Selected extract:
+ + + +
NFL

Eli shrugs off slump heading into Giants bye week

Eli Manning is not going to pick up a football again until Monday, and he insists he’s not planning on thinking much about it, either.

“Probably not,’’ the slip-sliding Giants franchise quarterback said yesterday. “It’s a time I’m going to try to catch up on some rest and some sleep and being around my family a little bit and really just try to take some time off and put it away, so when we do come back I’m ready to go.’’

How ready Manning is for the final six games of the season largely will determine whether the Super Bowl champions make it back to the playoffs to make another title run.

At 6-4, the Giants have lost two straight but own a 1 1/2-game lead on their closest rival in the NFC East, the Cowboys. Based strictly on math, the Giants have the best shot at winning their division, but based on the product they have put on the field in November, the Giants as a team and Manning as a player look nothing like contenders.

A day after an alarmingly listless and ineffective 31-13 loss to the Bengals, Manning was probed and prodded by question after question — about his mental and physical status, his glaringly poor play of late and the state of the team he’s carried to two Super Bowl triumphs in the past five seasons. Despite the skid, Tom Coughlin did not change his mind and gave the players off until Monday — six full days.
+ + + +
Provided information:
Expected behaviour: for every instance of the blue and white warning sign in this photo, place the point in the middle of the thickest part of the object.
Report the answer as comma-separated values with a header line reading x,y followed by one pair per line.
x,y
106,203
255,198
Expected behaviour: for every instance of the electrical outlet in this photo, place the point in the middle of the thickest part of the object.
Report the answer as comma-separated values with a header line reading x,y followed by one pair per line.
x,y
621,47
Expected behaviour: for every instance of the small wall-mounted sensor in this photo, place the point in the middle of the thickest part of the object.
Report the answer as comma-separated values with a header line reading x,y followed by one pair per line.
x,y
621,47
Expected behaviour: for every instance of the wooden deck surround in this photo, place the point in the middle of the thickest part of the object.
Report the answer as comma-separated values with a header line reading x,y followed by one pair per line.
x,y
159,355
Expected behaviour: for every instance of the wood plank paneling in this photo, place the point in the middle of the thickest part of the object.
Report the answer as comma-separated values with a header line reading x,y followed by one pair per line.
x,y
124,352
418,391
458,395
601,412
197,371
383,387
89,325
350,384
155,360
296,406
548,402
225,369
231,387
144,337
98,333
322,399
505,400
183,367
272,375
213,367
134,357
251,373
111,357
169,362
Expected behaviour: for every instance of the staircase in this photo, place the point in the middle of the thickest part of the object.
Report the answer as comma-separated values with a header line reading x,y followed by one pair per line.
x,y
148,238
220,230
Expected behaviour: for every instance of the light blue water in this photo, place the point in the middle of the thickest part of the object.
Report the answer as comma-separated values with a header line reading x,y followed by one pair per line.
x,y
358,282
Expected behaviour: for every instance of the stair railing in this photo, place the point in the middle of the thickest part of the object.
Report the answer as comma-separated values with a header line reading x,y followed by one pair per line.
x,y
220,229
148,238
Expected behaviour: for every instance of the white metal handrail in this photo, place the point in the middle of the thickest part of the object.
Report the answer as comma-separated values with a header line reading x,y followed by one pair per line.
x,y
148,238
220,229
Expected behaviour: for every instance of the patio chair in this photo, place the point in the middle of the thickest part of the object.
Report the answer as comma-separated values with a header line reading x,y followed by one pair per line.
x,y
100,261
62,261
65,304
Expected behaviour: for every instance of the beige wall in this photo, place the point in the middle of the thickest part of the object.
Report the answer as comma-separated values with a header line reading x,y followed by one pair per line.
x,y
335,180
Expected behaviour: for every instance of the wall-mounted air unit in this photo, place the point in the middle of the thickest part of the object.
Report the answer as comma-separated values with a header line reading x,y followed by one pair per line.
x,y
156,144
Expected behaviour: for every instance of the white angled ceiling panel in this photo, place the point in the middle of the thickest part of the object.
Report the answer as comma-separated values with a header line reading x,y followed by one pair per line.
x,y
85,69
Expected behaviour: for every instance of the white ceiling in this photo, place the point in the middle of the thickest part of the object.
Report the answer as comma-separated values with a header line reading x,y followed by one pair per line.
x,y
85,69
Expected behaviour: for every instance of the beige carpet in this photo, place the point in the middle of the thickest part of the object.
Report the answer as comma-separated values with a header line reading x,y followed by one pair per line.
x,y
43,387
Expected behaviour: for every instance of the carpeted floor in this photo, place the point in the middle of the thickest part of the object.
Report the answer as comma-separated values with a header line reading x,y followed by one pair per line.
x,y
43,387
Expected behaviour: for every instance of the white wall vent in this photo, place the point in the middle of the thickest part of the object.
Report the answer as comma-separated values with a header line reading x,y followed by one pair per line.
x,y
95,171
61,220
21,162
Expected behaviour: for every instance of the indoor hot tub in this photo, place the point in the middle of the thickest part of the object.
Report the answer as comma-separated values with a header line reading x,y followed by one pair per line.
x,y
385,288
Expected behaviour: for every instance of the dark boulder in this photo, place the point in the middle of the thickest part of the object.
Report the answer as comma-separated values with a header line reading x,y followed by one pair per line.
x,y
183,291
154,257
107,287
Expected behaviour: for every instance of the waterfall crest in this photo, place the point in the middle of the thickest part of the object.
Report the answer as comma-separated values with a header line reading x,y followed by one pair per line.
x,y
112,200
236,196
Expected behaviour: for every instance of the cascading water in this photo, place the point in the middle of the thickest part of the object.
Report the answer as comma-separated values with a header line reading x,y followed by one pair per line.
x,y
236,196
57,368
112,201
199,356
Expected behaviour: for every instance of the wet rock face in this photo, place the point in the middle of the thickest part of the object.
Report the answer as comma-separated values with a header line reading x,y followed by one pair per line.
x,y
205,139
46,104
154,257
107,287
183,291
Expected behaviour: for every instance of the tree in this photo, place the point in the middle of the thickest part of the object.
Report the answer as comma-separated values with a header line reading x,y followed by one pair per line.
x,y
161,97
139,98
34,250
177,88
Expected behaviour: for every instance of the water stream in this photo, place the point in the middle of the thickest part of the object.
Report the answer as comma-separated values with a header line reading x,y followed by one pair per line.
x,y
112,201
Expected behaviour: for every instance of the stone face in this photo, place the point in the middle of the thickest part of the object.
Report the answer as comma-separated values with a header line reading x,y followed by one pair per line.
+ + + +
Problems and tasks:
1. In the Giants bye-week article, what was the score of the loss to the Bengals?
2. Pick up the Giants bye-week article after its final sentence and carry on writing it.

Results in order:
1. 31-13

2.
“If you said after 10 games at our bye week we’ve be winning our division, you’d take that every time,’’ Manning said. “That’s where we stand. We’ve been through stretches before when he haven’t been playing our best, but we’ve bounced out of them. We got time to rest up this week, get back healthy, get refreshed. We got a six-game season. It’s all going to come down to those last six games.’’

The Giants and Manning have been here before, following up an October to remember (30-6 under Coughlin) with a November to forget (13-21). They have pulled out of their doldrums more often than not.

“I think it definitely helps,’’ Manning said. “It reminds guys we can’t get down on ourselves. We’ve lost two in a row. There’s a lot of teams this year in the NFL have lost two games in a row. That’s nothing we have to worry about, we’re not going down, we’re not sliding.’’

Manning, though, is sliding.

He has committed five turnovers since his last touchdown pass. He had 11 touchdown passes and five interceptions in his first five games and one touchdown and six interceptions in his last five, a dramatic reversal of fortune after he was hearing (but likely not listening to) suggestions he was a legitimate MVP candidate.

And this: He hasn’t thrown a touchdown pass in three straight games. The last time that happened was back in his second, third and fourth NFL starts. Those were Eli’s bad old days.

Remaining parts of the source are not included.